УСЛОВИЕ ЗАДАНИЯ:
Масштабируйте записи ниже начиная со строки с «Q: Give the pixel coordinates of a point on the window» и до конца записей включительно: перепишите эти строки целиком, умножив каждую координату точки на 1,4 и округлив до целого (половины в большую сторону). Остальные строки не приводите.

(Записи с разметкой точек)
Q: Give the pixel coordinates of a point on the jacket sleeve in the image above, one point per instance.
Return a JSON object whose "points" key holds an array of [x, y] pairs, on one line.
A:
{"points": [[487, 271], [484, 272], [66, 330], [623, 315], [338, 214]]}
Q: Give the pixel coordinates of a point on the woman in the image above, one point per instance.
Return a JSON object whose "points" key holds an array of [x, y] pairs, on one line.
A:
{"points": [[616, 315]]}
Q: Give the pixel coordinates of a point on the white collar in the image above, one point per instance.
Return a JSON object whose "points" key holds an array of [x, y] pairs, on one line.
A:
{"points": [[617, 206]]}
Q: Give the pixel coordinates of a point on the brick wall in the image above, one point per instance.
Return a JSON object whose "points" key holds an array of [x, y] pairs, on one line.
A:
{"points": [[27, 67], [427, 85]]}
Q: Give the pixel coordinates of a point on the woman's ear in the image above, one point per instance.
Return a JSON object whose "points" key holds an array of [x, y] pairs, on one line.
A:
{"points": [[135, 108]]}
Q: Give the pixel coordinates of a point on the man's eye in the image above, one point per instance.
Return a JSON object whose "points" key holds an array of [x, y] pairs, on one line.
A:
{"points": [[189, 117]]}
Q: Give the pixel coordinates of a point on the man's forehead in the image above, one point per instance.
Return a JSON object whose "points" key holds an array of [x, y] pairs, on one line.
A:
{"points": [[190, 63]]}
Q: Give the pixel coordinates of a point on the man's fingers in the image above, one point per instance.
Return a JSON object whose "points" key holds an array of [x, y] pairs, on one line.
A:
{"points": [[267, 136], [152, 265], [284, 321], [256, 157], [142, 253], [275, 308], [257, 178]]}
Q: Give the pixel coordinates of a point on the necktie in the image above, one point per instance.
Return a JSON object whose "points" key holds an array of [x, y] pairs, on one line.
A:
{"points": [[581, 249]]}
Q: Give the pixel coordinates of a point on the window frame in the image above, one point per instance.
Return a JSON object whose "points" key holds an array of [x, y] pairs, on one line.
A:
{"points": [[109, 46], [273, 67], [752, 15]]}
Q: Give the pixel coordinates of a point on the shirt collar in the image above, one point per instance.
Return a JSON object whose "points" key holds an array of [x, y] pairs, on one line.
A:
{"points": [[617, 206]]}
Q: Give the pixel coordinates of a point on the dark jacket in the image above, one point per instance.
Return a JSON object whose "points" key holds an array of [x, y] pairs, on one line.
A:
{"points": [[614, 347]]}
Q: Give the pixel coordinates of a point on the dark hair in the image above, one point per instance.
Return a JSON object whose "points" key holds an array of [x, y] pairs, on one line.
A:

РЕЗУЛЬТАТ НИЖЕ:
Q: Give the pixel coordinates of a point on the window frame in the image above, one point per instance.
Return a JSON object whose "points" key holds an array of [x, y] pairs, on one line.
A:
{"points": [[153, 64], [382, 94], [1053, 21]]}
Q: Give the pixel coordinates of a point on the shirt collar in the image above, one point per instance.
Return a JSON object whose "points" key holds an array of [x, y] pairs, on one line.
A:
{"points": [[864, 288]]}
Q: Give the pixel coordinates of a point on the dark jacket in the image above, one point per instance.
Return a JSON object whose "points" key holds an array of [x, y] pairs, on one line.
A:
{"points": [[860, 486]]}
Q: Give the pixel coordinates of a point on the dark hair in the image above, one point per instance.
Return a JSON object whose "points" key holds an array of [x, y] pairs, on one line.
A:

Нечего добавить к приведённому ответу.